» WHAT IS EXPECTED
Find each line of the data below that contains the word "crowd", and copy those lines.

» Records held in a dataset
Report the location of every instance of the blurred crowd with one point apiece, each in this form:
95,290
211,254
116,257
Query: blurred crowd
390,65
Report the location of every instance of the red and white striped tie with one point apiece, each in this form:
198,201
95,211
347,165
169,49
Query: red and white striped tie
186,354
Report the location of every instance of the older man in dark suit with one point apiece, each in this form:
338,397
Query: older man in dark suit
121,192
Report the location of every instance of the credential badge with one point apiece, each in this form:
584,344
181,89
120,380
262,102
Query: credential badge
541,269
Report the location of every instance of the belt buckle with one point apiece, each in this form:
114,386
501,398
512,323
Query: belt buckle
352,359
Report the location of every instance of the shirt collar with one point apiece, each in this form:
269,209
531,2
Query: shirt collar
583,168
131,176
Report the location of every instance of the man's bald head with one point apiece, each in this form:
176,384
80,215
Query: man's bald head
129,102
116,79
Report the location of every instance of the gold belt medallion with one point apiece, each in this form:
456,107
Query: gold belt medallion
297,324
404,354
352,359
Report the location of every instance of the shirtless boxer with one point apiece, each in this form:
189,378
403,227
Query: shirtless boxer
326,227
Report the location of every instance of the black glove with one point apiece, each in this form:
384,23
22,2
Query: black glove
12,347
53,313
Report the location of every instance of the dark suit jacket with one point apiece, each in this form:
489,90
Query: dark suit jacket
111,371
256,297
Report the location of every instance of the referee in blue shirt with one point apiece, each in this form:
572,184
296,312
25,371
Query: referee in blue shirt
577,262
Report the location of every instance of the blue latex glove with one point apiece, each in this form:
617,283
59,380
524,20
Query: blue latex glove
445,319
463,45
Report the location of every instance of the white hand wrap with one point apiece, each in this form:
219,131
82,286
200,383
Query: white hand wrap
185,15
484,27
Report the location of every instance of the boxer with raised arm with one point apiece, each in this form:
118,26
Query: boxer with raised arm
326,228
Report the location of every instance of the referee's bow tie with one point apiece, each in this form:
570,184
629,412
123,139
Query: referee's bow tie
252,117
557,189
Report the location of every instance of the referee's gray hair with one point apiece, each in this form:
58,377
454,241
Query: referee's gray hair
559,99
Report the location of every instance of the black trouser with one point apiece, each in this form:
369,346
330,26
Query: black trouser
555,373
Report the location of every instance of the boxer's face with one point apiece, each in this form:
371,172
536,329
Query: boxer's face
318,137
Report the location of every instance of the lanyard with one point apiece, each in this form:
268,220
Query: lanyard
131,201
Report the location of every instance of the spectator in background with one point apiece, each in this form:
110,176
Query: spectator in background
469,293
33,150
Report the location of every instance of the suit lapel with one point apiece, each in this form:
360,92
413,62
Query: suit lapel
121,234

--

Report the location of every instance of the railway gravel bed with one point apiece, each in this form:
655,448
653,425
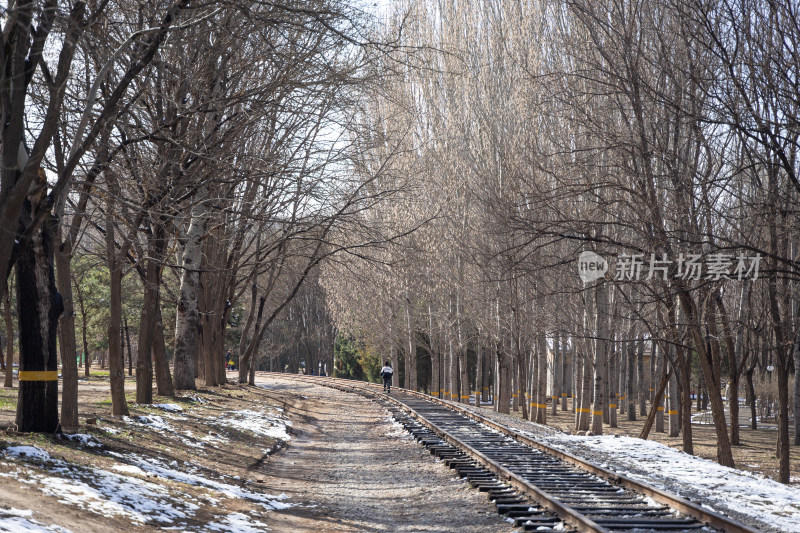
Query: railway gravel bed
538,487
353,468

...

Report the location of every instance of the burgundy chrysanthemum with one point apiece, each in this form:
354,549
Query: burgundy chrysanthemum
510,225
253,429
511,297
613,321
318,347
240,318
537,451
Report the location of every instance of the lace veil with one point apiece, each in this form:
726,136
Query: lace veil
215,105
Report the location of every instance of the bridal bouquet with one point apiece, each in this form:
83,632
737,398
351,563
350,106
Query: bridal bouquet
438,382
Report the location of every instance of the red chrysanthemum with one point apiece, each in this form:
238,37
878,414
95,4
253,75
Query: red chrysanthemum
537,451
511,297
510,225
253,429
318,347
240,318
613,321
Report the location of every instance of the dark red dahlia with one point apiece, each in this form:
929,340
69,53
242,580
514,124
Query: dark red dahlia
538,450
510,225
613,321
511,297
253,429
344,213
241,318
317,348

» OUTPUT BELOW
Report the location of every instance of the blurred crowd with one point apiece, each in this form:
Query: blurred crowd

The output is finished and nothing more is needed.